▸ **Brano di partenza**:
+--
E’ chiaro come la violazione dell’art. 11 sia stata reiterata in tutti questi casi, e ancor più gravemente proprio nel conflitto russo-ucraino, sulle cui ragioni c’è stata, ma c’è tuttora, una violenta mistificazione dei fatti e del corso storico sia da parte dei Governi occidentali legati ai circoli americani del Deep State, che vedono nella Russia il nemico di sempre, sia da parte dei mass-media ad esso affiliati.

Del resto il Governo italiano non si è limitato a condannare l’Operazione Militare Speciale della Russia o a sostenere alcune sanzioni economiche decise dall’Occidente collettivo, ma ha fornito armi, equipaggiamenti e formazione militare, stipulando con Kiev perfino un accordo intergovernativo nel settore della Difesa impegnandosi a sostenere lo sforzo bellico dell’Ucraina fintanto che lo si ritenga necessario.
+--
▸ **Voci fornite**:
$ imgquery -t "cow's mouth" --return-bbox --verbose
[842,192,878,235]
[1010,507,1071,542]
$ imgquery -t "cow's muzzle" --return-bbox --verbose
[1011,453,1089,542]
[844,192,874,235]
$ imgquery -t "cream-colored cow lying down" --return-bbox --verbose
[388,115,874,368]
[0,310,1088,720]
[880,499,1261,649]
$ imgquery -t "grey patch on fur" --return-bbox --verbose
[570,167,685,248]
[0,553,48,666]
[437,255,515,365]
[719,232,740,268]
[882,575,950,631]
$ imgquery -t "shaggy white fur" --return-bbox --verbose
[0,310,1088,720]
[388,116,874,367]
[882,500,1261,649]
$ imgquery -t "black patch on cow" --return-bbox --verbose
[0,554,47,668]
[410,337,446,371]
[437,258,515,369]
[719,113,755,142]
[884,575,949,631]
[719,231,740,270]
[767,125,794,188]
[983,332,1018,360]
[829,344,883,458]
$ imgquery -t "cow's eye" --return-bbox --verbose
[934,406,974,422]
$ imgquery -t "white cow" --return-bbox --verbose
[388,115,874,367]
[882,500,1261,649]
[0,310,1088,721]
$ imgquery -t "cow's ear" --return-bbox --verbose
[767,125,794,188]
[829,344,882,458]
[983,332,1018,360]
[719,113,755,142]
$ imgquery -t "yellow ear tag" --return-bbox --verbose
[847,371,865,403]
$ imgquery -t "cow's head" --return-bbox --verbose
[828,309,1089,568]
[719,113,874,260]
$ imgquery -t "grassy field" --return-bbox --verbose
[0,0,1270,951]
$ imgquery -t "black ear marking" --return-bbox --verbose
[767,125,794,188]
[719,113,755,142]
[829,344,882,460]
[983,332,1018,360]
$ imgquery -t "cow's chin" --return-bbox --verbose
+--
▸ **Lavoro da svolgere**:
1) Trascrivi fedelmente le righe delle voci partendo dall'inizio delle voci stesse e arrivando alla riga che contiene "[847,371,865,403]", con entrambi gli estremi inclusi.
2) Prosegui il brano sull'art. 11 e sul conflitto russo-ucraino, riprendendo subito dopo la sua ultima frase.

▸ **Risposte finali**:
1)
$ imgquery -t "cow's mouth" --return-bbox --verbose
[842,192,878,235]
[1010,507,1071,542]
$ imgquery -t "cow's muzzle" --return-bbox --verbose
[1011,453,1089,542]
[844,192,874,235]
$ imgquery -t "cream-colored cow lying down" --return-bbox --verbose
[388,115,874,368]
[0,310,1088,720]
[880,499,1261,649]
$ imgquery -t "grey patch on fur" --return-bbox --verbose
[570,167,685,248]
[0,553,48,666]
[437,255,515,365]
[719,232,740,268]
[882,575,950,631]
$ imgquery -t "shaggy white fur" --return-bbox --verbose
[0,310,1088,720]
[388,116,874,367]
[882,500,1261,649]
$ imgquery -t "black patch on cow" --return-bbox --verbose
[0,554,47,668]
[410,337,446,371]
[437,258,515,369]
[719,113,755,142]
[884,575,949,631]
[719,231,740,270]
[767,125,794,188]
[983,332,1018,360]
[829,344,883,458]
$ imgquery -t "cow's eye" --return-bbox --verbose
[934,406,974,422]
$ imgquery -t "white cow" --return-bbox --verbose
[388,115,874,367]
[882,500,1261,649]
[0,310,1088,721]
$ imgquery -t "cow's ear" --return-bbox --verbose
[767,125,794,188]
[829,344,882,458]
[983,332,1018,360]
[719,113,755,142]
$ imgquery -t "yellow ear tag" --return-bbox --verbose
[847,371,865,403]

2)
Purtroppo, molto spesso in occasione di crisi o controversie internazionali, le potenze europee, fedeli alla loro tradizione di dominatori coloniali, ritengono ancora che la via più facile per ottenere il risultato voluto non sia il negoziato, strumento spesso artificioso e avviluppato in incomprensibili ambagi, bensì il ricorso all’uso delle armi.

E il momento storico che stiamo attraversando ci offre proprio la prova di questa tendenza.

La diplomazia oggi soffre di “afasia”, non riesce a comunicare, né a veicolare il suo messaggio, e la preferenza è, naturalmente, per il metodo militare.

L’obiettivo primario del resto di questo processo di destabilizzazione avviato dall’Occidente è infliggere una sconfitta strategica a Mosca.

La Russia è percepita, infatti, come un ostacolo all’espandersi degli interessi legati al liberismo economico-finanziario dell’Occidente, e da parte di certi circoli di potere si tenta di indebolirne il ruolo, vuoi economicamente, vuoi avventurandosi in progetti finalizzati alla sua disgregazione.

Ma questo è un obiettivo che non ritengo assolutamente conseguibile alla luce delle nuove dinamiche multipolari che stanno plasmando la prossima configurazione della Comunità internazionale. Una realtà di cui proprio la Russia si sta facendo attivo interprete e protagonista.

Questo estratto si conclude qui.